A Journey Through the World of Death Fraud







Elizabeth Greenwood



New York Times

'There is but one truly serious philosophical problem,' Camus wrote, 'and that is suicide. Judging whether life is or is not worth living amounts to answering the fundamental question of philosophy.' Camus was silent, as far as I know, on the subject of 'pseudocide,' the term for faking one's own death.

The British politician John Stonehouse did it to escape business failures. Juliet Capulet did it for love. Ken Kesey did it to beat a pot charge.

'How did I end up sweating in the back seat of a Mercedes in the Philippines, driving to obtain evidence of my own death?' Elizabeth Greenwood teases us in the introduction to her book, 'Playing Dead: A Journey Through the World of Death Fraud.' She was 27 at the time, in 2013, and saddled with compounding student debt.

From that coy introduction, Ms. Greenwood leaps into an anecdote-filled history of - and rough primer for - erasing yourself. She shrewdly notes that our fascination with vanishing is only heightened by the 'hypervisibility of our age.' Is it even possible to disappear anymore, she wonders, when every move is monitored, if not by the National Security Agency then by closed-circuit TVs and drones, phones transmitting our coordinates, and obnoxious friends tagging us on Facebook?

Short exercise 1
According to the book review, why did John Stonehouse fake his death?
Short exercise 2
Rewrite the book review from "New York Times" down to "a pot charge.", swapping "politician" for "lawmaker".

Given data

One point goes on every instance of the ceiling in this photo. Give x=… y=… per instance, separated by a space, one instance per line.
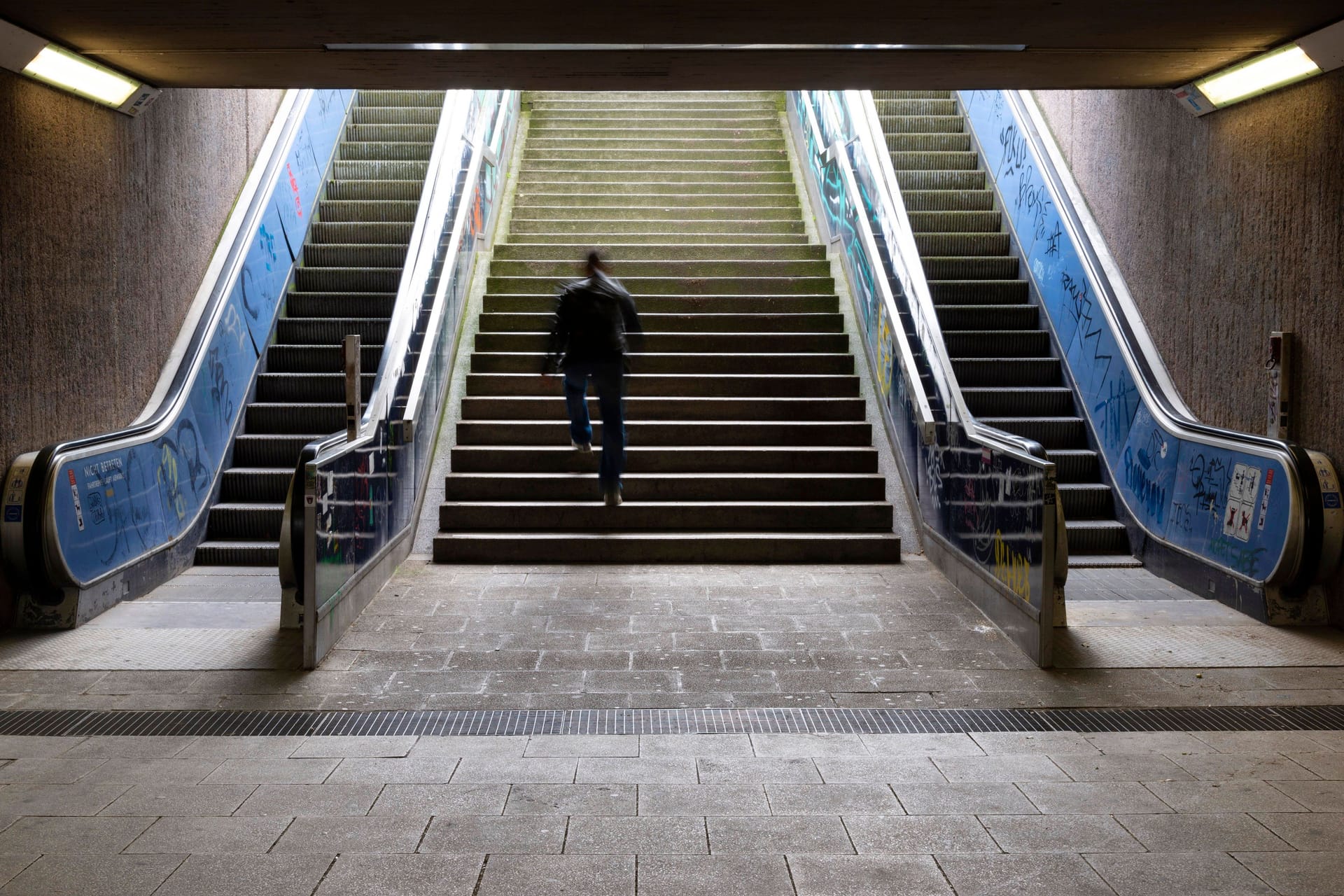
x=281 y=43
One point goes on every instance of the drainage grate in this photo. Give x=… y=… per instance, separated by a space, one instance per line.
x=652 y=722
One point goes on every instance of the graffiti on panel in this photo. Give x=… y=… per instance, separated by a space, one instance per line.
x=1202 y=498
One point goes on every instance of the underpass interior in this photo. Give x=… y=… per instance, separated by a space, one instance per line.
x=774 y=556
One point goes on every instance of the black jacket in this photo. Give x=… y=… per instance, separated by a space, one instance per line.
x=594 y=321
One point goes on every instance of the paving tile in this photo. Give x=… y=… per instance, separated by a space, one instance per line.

Full response 1
To escape business failures.

Full response 2
New York Times

'There is but one truly serious philosophical problem,' Camus wrote, 'and that is suicide. Judging whether life is or is not worth living amounts to answering the fundamental question of philosophy.' Camus was silent, as far as I know, on the subject of 'pseudocide,' the term for faking one's own death.

The British lawmaker John Stonehouse did it to escape business failures. Juliet Capulet did it for love. Ken Kesey did it to beat a pot charge.